● **Текст отрывка**:

::::

Людей западной, иудео-христианской культуры привлекает в китайской живописи или японской поэзии принципиально иной взгляд на человека и его место в мире. Каким был этот взгляд — как решалась проблема личности на Востоке и была ли она (проблема или личность) вообще — рассказывается в нашем эссе, но сначала речь пойдет о западных представлениях. Основным материалом нам будут служить произведения изобразительного искусства, а точнее, анализ законов их построения.

Мы говорим «точка зрения», «взгляд на мир», «мировоззрение» и, как правило, не задумываемся над тем, что когда-то эти выражения имели не только нынешний переносный смысл, но и вполне конкретный, оптический. Здесь физика, как это часто бывает, предшествовала метафизике. «Видение» всегда самым тесным образом связано со «смотрением». В перспективных построениях отражается не только про-

странство на плоскости, но и человеческая личность в ее отношении к миру. Формальные особенности и духовный смысл различных систем перспективы основательно изучены целым рядом серьезных ученых с самых разных позиций — искусствоведческой (Э. Панофский, Л. Жегин и др.), религиозно-онтологической (П. Флоренский), оптико-геометрической (В. Раушенбах) и т. д., однако все это относится почти исключительно к европейской живописи. Дальневосточная система перспективных построений изучена намного хуже. Поэтому начать имеет смысл с более знакомого, к тому же мы попробуем схематически описать историю западной живописи с достаточно необычной точки зрения, связав иллюзионистические построения пространства и предметов на плоскости с представлениями о человеческой личности. Европейская живопись, начиная с античности, дает весьма впечатляющую картину глубинных интенций самосознания индивида и его места в мире.

Все знают, что западная цивилизация (называемая часто европейской или христианской, но фактически иудео-христианская, ибо зародилась вместе с идеей единобожия в Восточном Средиземноморье) была динамичной, экстравертной, активной и созидающей. Эта цивилизация в определенный момент породила понятие человеческой личности, и хотя эта личность новоевропейского типа появилась сравнительно поздно, в эпоху итальянского Возрождения — таковые предпосылки в средиземноморской (то есть античной и иудео-христианской) традиции были заложены изначально. Процесс эмансипации личности закономерно привел к ее отчуждению, а потом и к кризису. Этапы этого процесса наглядно видны в отношении к окружающему пространству.

Начиная с античных времен в западном искусстве всегда в той или иной форме присутствовала тяга к созданию иллюзий. Древние авторы с восхищением пересказывали истории про то, как один художник изображал виноградные грозди столь похоже на настоящие, что птицы слетались их поклевать; другой же живописец своим иллюзорным занавесом заставлял обмануться даже людей, и т. д. Римляне, известные своим симпосиальным (в смысле выпить и закусить) образом жизни, любили запечатлевать в триклиниях следы пышных трапез, окружая себя выложенными камешками -изображениями всего упавшего или сброшенного со столов. Более того, создание иллюзий не ограничивалось отдельными обманками.

::::

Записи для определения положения

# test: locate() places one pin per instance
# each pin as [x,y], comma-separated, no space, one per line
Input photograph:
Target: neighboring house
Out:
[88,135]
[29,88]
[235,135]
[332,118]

::::

● **Задания**:
[a] Кратко перескажите абзац эссе о перспективе, который начинается словами «Все знают, что западная цивилизация». Сохраните его основные факты.
[b] Без изменений воспроизведите фрагмент эссе о перспективе от слов «Все знают, что» до слов «к окружающему пространству.» включительно.

● **Ответы к заданиям**:
[a] Западную цивилизацию часто называют европейской или христианской, но по сути она иудео-христианская: она возникла вместе с идеей единобожия в Восточном Средиземноморье. Эта цивилизация была динамичной, экстравертной, активной и созидающей и со временем породила понятие человеческой личности. Личность новоевропейского типа появилась поздно, в эпоху итальянского Возрождения, однако предпосылки для нее изначально были заложены в античной и иудео-христианской традиции. Эмансипация личности привела к ее отчуждению, а затем к кризису. Этапы этого процесса наглядно видны в отношении к окружающему пространству.

[b]
Все знают, что западная цивилизация (называемая часто европейской или христианской, но фактически иудео-христианская, ибо зародилась вместе с идеей единобожия в Восточном Средиземноморье) была динамичной, экстравертной, активной и созидающей. Эта цивилизация в определенный момент породила понятие человеческой личности, и хотя эта личность новоевропейского типа появилась сравнительно поздно, в эпоху итальянского Возрождения — таковые предпосылки в средиземноморской (то есть античной и иудео-христианской) традиции были заложены изначально. Процесс эмансипации личности закономерно привел к ее отчуждению, а потом и к кризису. Этапы этого процесса наглядно видны в отношении к окружающему пространству.